(Lines of data)

┌────────

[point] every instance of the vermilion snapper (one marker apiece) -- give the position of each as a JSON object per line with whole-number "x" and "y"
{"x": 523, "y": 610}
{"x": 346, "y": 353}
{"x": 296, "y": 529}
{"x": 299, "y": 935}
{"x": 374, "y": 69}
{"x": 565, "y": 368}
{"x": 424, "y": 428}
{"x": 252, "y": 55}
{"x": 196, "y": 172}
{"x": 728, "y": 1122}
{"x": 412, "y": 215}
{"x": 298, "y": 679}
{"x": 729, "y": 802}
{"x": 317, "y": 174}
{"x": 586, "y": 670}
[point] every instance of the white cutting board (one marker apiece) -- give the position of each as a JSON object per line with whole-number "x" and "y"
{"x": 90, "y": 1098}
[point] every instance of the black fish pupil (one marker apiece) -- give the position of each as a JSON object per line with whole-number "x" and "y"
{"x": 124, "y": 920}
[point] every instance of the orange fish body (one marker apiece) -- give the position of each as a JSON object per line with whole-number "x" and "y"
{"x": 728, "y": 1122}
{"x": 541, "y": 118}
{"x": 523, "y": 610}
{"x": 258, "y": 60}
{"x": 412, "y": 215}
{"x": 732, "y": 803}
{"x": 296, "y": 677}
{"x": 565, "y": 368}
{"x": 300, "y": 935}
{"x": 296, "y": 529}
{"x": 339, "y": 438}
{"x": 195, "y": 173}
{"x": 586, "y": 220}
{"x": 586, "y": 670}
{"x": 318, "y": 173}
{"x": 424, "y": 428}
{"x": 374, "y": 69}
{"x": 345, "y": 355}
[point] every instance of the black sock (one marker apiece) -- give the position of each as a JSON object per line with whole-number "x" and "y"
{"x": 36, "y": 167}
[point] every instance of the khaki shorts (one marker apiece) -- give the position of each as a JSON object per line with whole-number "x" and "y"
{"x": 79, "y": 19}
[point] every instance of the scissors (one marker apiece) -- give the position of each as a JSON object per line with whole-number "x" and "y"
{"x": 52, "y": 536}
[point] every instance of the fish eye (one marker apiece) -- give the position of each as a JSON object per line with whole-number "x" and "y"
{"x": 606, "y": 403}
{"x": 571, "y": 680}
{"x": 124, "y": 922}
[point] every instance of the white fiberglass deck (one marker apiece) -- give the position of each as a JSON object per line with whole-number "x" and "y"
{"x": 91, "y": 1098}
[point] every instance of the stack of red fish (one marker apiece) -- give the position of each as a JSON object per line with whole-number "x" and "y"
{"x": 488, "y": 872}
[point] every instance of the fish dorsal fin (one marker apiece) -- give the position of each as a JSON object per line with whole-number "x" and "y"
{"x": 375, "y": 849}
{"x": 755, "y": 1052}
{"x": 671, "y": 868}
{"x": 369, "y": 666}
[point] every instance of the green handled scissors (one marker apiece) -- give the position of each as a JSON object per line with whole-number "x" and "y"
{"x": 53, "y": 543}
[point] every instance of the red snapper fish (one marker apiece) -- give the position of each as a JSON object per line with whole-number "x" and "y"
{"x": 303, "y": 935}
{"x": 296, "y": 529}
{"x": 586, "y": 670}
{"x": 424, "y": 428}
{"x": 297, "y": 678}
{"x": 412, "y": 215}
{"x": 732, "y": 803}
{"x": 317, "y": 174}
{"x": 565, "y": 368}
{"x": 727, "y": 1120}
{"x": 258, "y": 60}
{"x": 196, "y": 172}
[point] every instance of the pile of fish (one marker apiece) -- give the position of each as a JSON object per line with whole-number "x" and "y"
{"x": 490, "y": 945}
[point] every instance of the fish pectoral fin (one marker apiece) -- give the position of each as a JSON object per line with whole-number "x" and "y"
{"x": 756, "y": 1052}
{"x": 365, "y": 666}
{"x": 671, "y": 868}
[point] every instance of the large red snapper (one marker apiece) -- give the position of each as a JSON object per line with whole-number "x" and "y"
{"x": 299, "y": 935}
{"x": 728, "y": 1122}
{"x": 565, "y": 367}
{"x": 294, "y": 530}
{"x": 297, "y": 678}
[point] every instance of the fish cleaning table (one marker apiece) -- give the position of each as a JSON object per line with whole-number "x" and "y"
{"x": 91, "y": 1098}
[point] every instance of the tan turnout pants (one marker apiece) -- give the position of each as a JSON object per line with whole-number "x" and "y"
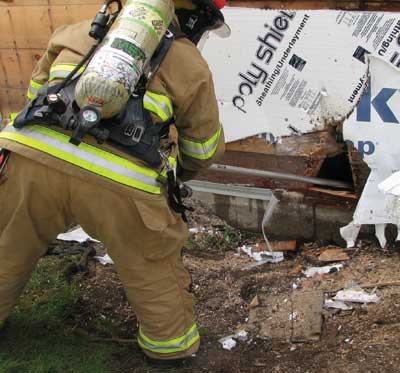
{"x": 142, "y": 235}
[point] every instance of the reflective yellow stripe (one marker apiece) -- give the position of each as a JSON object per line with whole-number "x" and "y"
{"x": 61, "y": 71}
{"x": 202, "y": 150}
{"x": 179, "y": 344}
{"x": 13, "y": 116}
{"x": 85, "y": 156}
{"x": 158, "y": 104}
{"x": 33, "y": 89}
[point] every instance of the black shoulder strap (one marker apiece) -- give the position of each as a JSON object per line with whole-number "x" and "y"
{"x": 173, "y": 33}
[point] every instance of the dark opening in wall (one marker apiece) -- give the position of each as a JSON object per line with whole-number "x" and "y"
{"x": 337, "y": 168}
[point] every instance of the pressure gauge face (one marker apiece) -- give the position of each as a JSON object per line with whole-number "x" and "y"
{"x": 90, "y": 116}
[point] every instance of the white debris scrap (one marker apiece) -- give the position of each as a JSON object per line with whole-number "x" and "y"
{"x": 330, "y": 303}
{"x": 229, "y": 341}
{"x": 242, "y": 335}
{"x": 356, "y": 296}
{"x": 263, "y": 256}
{"x": 310, "y": 272}
{"x": 106, "y": 259}
{"x": 78, "y": 235}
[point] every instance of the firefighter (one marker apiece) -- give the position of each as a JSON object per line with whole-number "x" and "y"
{"x": 47, "y": 184}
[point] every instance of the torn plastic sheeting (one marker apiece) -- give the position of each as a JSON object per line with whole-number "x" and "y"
{"x": 78, "y": 235}
{"x": 356, "y": 296}
{"x": 336, "y": 304}
{"x": 313, "y": 74}
{"x": 104, "y": 260}
{"x": 310, "y": 272}
{"x": 374, "y": 130}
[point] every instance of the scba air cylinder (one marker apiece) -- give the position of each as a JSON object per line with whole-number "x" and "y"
{"x": 115, "y": 69}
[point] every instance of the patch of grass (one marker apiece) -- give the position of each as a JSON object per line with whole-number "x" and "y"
{"x": 38, "y": 336}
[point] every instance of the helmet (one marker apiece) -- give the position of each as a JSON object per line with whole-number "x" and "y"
{"x": 203, "y": 16}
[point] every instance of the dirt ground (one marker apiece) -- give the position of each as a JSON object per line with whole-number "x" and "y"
{"x": 365, "y": 339}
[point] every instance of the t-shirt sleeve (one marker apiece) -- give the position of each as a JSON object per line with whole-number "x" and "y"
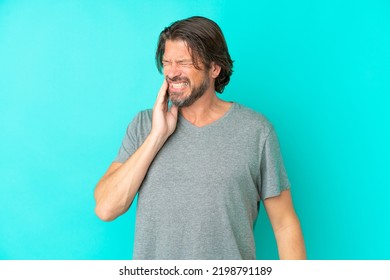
{"x": 274, "y": 178}
{"x": 129, "y": 142}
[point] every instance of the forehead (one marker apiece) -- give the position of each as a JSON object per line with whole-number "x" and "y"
{"x": 176, "y": 49}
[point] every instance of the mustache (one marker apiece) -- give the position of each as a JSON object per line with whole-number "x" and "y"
{"x": 177, "y": 79}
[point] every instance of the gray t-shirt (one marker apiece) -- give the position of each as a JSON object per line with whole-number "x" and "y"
{"x": 201, "y": 195}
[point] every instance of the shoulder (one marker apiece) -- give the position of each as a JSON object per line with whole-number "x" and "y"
{"x": 141, "y": 122}
{"x": 251, "y": 118}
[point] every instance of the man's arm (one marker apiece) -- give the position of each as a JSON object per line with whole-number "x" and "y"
{"x": 286, "y": 226}
{"x": 116, "y": 190}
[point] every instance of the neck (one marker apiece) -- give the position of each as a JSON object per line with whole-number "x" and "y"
{"x": 205, "y": 110}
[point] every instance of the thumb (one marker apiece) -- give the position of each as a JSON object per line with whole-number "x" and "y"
{"x": 174, "y": 110}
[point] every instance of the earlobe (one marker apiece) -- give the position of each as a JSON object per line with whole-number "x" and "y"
{"x": 215, "y": 70}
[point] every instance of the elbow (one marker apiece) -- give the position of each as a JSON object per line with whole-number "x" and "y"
{"x": 105, "y": 214}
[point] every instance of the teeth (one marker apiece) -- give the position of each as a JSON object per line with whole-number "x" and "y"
{"x": 179, "y": 85}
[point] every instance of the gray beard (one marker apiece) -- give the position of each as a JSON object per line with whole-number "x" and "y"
{"x": 196, "y": 93}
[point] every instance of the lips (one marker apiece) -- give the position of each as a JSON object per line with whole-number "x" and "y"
{"x": 178, "y": 85}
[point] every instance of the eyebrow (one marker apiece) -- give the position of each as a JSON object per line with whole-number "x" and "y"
{"x": 179, "y": 60}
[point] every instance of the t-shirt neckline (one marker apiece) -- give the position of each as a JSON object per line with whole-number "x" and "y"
{"x": 186, "y": 123}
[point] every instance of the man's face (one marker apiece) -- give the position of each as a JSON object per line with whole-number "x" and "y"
{"x": 186, "y": 84}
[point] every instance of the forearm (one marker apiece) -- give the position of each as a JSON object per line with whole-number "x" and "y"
{"x": 116, "y": 190}
{"x": 290, "y": 241}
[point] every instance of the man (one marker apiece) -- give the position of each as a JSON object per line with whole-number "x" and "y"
{"x": 202, "y": 165}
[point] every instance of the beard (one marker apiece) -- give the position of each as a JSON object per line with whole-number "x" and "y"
{"x": 196, "y": 92}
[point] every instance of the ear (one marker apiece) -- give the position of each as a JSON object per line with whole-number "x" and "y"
{"x": 215, "y": 69}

└────────

[What this task involves] Only the lines from the one containing "[point] every instance of the eyebrow" through the end of the material should be reproduced, exactly, with both ends included.

[Response below]
[point] every instance of the eyebrow (one marker apiece) -- give the position of each as a JSON object per line with whole-number "x" and "y"
{"x": 179, "y": 60}
[point] every instance of the t-shirt neckline (one marker apiece) -- give the position of each as a JSON object per line with whole-number "x" and "y"
{"x": 186, "y": 123}
[point] every instance of the man's face (one marker apiece) -- give the position of each as a JSON object per line with whole-number "x" and "y"
{"x": 186, "y": 84}
[point] every instance of the forearm (one marker apiece) -- give the position of each as a JSON object per line with whole-number "x" and "y"
{"x": 116, "y": 190}
{"x": 290, "y": 241}
[point] every instance of the man (one marker apiece) -- give the position of each as a JSON object per line with whole-number "x" and "y"
{"x": 202, "y": 165}
[point] every instance of the beard (one marker apiece) -- give the position of each as a JSON object per line with whole-number "x" and "y"
{"x": 196, "y": 92}
[point] every instance of the ear (one marker apiece) -- give the position of each as a JSON object per line with whole-number "x" and "y"
{"x": 215, "y": 69}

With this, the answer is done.